The lines below, from the one containing "the locomotive headlight" through the one containing "the locomotive side", should be set down exactly, with no pictures and nothing else.

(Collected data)

= = =

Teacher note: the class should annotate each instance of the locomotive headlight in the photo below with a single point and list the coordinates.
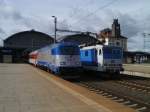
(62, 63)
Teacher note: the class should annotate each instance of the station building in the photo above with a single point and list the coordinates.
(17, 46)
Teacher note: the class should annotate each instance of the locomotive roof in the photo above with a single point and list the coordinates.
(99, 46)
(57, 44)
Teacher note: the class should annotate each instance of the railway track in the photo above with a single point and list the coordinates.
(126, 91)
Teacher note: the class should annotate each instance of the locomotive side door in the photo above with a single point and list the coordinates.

= = =

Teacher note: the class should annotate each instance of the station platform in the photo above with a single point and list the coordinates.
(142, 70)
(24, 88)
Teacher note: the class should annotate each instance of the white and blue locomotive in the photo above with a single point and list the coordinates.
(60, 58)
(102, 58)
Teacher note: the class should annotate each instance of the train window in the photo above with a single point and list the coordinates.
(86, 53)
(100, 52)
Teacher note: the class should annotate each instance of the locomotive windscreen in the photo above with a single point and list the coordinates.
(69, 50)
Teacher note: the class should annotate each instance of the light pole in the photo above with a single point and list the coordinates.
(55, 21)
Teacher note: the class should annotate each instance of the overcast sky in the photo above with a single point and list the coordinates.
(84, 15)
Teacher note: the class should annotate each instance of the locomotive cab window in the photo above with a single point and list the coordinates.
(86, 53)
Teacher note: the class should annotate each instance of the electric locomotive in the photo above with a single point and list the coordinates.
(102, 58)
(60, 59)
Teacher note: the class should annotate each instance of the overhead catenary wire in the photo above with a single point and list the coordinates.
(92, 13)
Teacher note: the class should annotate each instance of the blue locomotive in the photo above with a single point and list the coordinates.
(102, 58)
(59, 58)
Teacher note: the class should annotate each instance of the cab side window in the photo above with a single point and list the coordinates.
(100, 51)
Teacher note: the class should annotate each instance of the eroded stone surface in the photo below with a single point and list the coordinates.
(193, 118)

= = =

▸ Your solution
Teacher note: the class should annotate each instance of the locomotive headlight in the photo below with a single point and list the coordinates.
(62, 63)
Teacher note: the class should annotate each instance of the station building in the photo above with a single point and list the coordinates.
(17, 46)
Teacher note: the class should annotate each instance of the locomotive roof in the photo above with a single point and list the coordinates.
(99, 46)
(57, 44)
Teacher note: the class should annotate each instance of the railway track in the photo above with a single point and list the coordinates.
(126, 91)
Teacher note: the class should annotate each instance of the locomotive side door in the photo above with a single point and list the coordinates.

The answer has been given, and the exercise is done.